▶ [Work item A] Please repeat the part of the environmental justice article that begins at "When I-495 was" and ends at "of a community.".
▶ [Work item B] Which institutions of the Gibson Grove community does the environmental justice article name? List them all.
▶ [Work item C] Resume the environmental justice article from the point where it stops, after the Richard Rothstein quotation.

▶ [Text excerpt]
---
Del. Sara Love: Why Does Environmental Justice Matter?

The more things change, the more they stay the same.

In the 1960s the construction of Interstate 495 cut through the heart of many communities of color and low-income communities without consideration of their existence, their survival or their character and caused them great harm. Here we are, 60 years later and the Hogan administration is doing the same thing with its I-495 highway widening project.

When I-495 was constructed, it split the Gibson Grove community in my district. The highway was constructed between the Gibson Grove AME Zion Church and its sister institutions, the Moses Hall and the Moses Cemetery, which had served their parishioners since the late 19th century. Think about that: the state built a highway between a church and its cemetery, right in the middle of a community.

Imagine what that would do to your community. Today, the Hogan administration’s expansion plan would further decimate that community.

The city of Glenarden, a majority Black suburb in Prince George’s County (similar to Tulsa, Okla., with its prosperous Black Wall Street before its destruction in 1921) was also divided by the original placement of I-495, and the character of the city of Glenarden was destroyed. To date, Glenarden has not reclaimed its economic and social position in the region. The Hogan administration’s plan will exacerbate the original damage done to that community.

Unlike 60 years ago, today we have laws that specifically require an environmental justice analysis – that is, taking into account the impact the project will have on certain marginalized communities, including people of color and those with low incomes. And we are living in a time of reckoning – a time when we are seeing the results of policies and practices that have disproportionately affected communities of color and low-income communities.

Why does environmental justice matter?

It matters because leaders have a responsibility to take an honest look at the impact of our actions on those communities that have been devastated by policies and practices before. Without it, we continue to ruin entire communities and the lives of those who live there.

Del. Sara N. Love (D-Montgomery).

In the case of highways, as Richard Rothstein wrote in “The Color of Law,” “If federal and state highway planners had not used urban interstates to demolish African American neighborhoods and force their residents deeper into urban ghettos, black impoverishment would have lessened, and some displaced families might have accumulated the resources to improve their housing and its location.”
---
Records from a data collection:
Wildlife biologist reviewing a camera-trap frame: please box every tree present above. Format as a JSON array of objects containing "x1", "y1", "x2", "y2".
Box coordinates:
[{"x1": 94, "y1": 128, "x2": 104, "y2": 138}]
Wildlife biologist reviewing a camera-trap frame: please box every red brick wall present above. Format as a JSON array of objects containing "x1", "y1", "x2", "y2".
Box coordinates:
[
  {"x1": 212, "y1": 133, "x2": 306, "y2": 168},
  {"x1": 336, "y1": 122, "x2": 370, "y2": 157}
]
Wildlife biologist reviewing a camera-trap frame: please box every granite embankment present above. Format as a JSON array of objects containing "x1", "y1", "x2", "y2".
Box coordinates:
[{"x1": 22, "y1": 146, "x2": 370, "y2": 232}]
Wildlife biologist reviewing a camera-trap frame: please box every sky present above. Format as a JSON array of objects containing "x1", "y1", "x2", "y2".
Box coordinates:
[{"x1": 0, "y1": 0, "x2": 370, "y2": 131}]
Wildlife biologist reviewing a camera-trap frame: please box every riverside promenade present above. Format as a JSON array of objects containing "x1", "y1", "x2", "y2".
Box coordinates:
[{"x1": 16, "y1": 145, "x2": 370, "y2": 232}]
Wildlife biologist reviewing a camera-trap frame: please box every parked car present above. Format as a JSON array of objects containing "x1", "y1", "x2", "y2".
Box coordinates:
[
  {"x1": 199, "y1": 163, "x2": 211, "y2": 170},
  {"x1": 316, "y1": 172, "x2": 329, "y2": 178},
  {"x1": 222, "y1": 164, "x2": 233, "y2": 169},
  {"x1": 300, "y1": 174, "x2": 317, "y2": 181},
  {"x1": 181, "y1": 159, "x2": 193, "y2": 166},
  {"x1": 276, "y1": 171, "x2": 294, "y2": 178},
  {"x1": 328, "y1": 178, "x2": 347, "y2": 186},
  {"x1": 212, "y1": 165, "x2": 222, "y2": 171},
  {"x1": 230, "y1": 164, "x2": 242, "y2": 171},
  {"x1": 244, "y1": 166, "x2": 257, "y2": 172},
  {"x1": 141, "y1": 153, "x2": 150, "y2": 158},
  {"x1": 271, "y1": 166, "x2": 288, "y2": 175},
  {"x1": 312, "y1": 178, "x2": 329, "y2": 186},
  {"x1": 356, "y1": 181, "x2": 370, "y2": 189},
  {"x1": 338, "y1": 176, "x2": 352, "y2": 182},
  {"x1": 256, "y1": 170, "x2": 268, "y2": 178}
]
---
▶ [Answer section A]
When I-495 was constructed, it split the Gibson Grove community in my district. The highway was constructed between the Gibson Grove AME Zion Church and its sister institutions, the Moses Hall and the Moses Cemetery, which had served their parishioners since the late 19th century. Think about that: the state built a highway between a church and its cemetery, right in the middle of a community.

▶ [Answer section B]
Gibson Grove AME Zion Church
Moses Hall
Moses Cemetery

▶ [Answer section C]
In addition, environmental justice requires leaders to understand how communities of color have been burdened by the placement of waste facilities, lack of transportation, housing, infrastructure, green spaces and more. The result of these actions is poorer air quality, poorer water quality, lack of access to open spaces for physical and mental health, and lack of easy access to fresh food for these communities.

These in turn lead to poorer health, such as elevated rates of asthma, diabetes and cancer. Today we are seeing the result of these original policies in the increased COVID-19 infection rates and deaths among communities of color and low-income communities. There is a direct line from the original policies to the disparate health outcomes.

What the Maryland State Highway Administration should do is evaluate the impact of the highway widening on minority and low-income communities, including their economics and their health, review equitable access to the managed lanes, and then use that information to choose the final design. If, after doing that, minority and low-income communities are still affected, mitigation plans, discussed with the affected communities, must be built into the design.

Instead, the SHA’s approach is to choose its layout, perform a cursory environmental justice analysis in the draft environmental impact study, and suggest that any determination of disproportionately high impacts on communities of color will be addressed later.

The responsibility of the government — and the right thing to do — is not to exacerbate prior injustices, but to reverse them.

The Hogan administration needs to stop its mad dash to widen I-495 at all costs and honestly look at the problems it will cause in communities of color. Then work to fix those problems in the design, not simply shrug them off to deal with at some later point in time.

We’ve done that before. It was wrong then, and it is wrong now.

— SARA N. LOVE

The writer, a Democrat, is a Maryland House of Delegates member representing District 16 in Montgomery County.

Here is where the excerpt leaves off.